▶ [Exercise requirements]:
Go over the records and copy every line with the string "return".

▶ [Entries supplied]:
-----

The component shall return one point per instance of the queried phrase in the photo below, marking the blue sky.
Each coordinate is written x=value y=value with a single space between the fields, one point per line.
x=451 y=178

-----

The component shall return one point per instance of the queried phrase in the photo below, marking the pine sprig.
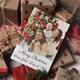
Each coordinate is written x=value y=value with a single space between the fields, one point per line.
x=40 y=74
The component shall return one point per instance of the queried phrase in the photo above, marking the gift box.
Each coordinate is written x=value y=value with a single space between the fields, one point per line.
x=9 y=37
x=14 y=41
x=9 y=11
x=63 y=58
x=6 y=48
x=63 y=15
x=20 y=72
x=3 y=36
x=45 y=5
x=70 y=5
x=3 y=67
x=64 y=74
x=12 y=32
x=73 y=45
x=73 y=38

-----

▶ [Answer below]:
The component shall return one point per instance of the queried phrase in the photo below, marking the blue sky.
The component shall return one point per instance of the queried phrase in the photo below, marking the pine sprig.
The component shall return one point per instance of the queried phrase in the photo above, marking the gift box.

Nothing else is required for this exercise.